• **What to work on**:
1. According to the book review, how long did it take the reviewer to get through the first hundred pages of In Dreams Begin?
2. Rewrite everything in the book review from "Title: In Dreams" down to "missed a lot.", changing "gorgeous" to "lovely".

• **Excerpted passage**:
══════════════════════════════
Title: In Dreams Begin
Author: Skyler White
EAN: 9780425236956

Three things instantly struck me when I started Skyler White's In Dreams Begin. The first was the gorgeous fluidity of the prose. Skyler has obviously studied poets and is also one herself; she writes in a way that makes other writers in the genre (namely, me) exceptionally jealous. I took me almost a week to get through the first hundred pages, because I knew that if I didn't read carefully, I would be missing some special nuance lost in the language. In Dreams Begin is by no means a quick read; I re-read many of the sentences multiple times, making sure I was getting all the information I needed. And I'm still pretty sure I missed a lot.
══════════════════════════════
• **Material shown**:
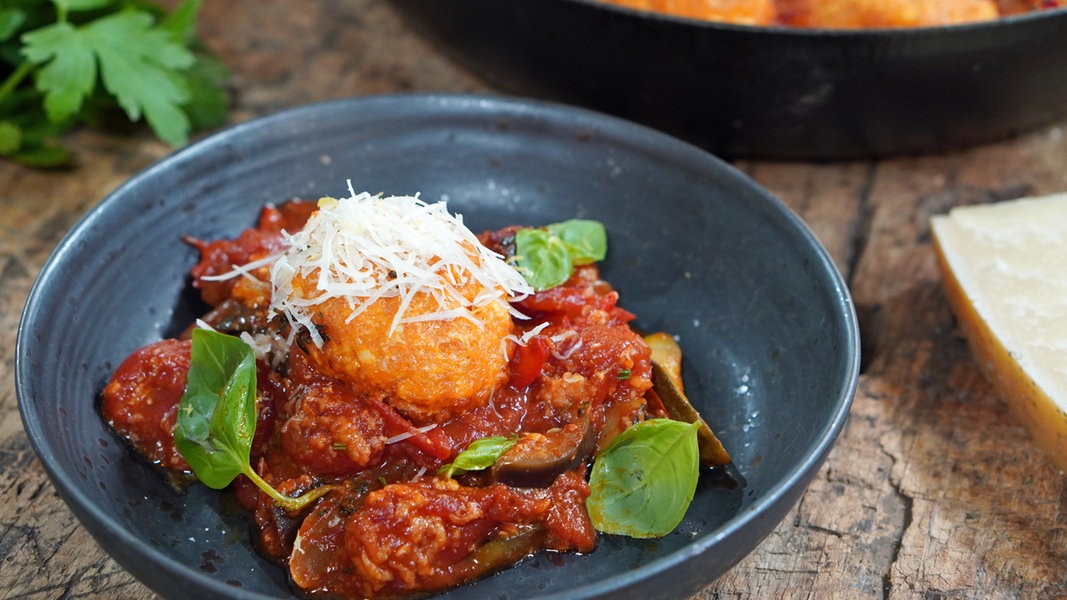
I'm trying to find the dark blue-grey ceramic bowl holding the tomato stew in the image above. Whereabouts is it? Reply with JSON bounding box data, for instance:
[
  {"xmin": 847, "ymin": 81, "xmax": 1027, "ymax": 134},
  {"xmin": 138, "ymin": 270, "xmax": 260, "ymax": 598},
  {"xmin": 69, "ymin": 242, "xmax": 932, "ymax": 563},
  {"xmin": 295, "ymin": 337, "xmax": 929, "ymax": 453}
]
══════════════════════════════
• **Answers to the tasks**:
1. Almost a week.

2.
Title: In Dreams Begin
Author: Skyler White
EAN: 9780425236956

Three things instantly struck me when I started Skyler White's In Dreams Begin. The first was the lovely fluidity of the prose. Skyler has obviously studied poets and is also one herself; she writes in a way that makes other writers in the genre (namely, me) exceptionally jealous. I took me almost a week to get through the first hundred pages, because I knew that if I didn't read carefully, I would be missing some special nuance lost in the language. In Dreams Begin is by no means a quick read; I re-read many of the sentences multiple times, making sure I was getting all the information I needed. And I'm still pretty sure I missed a lot.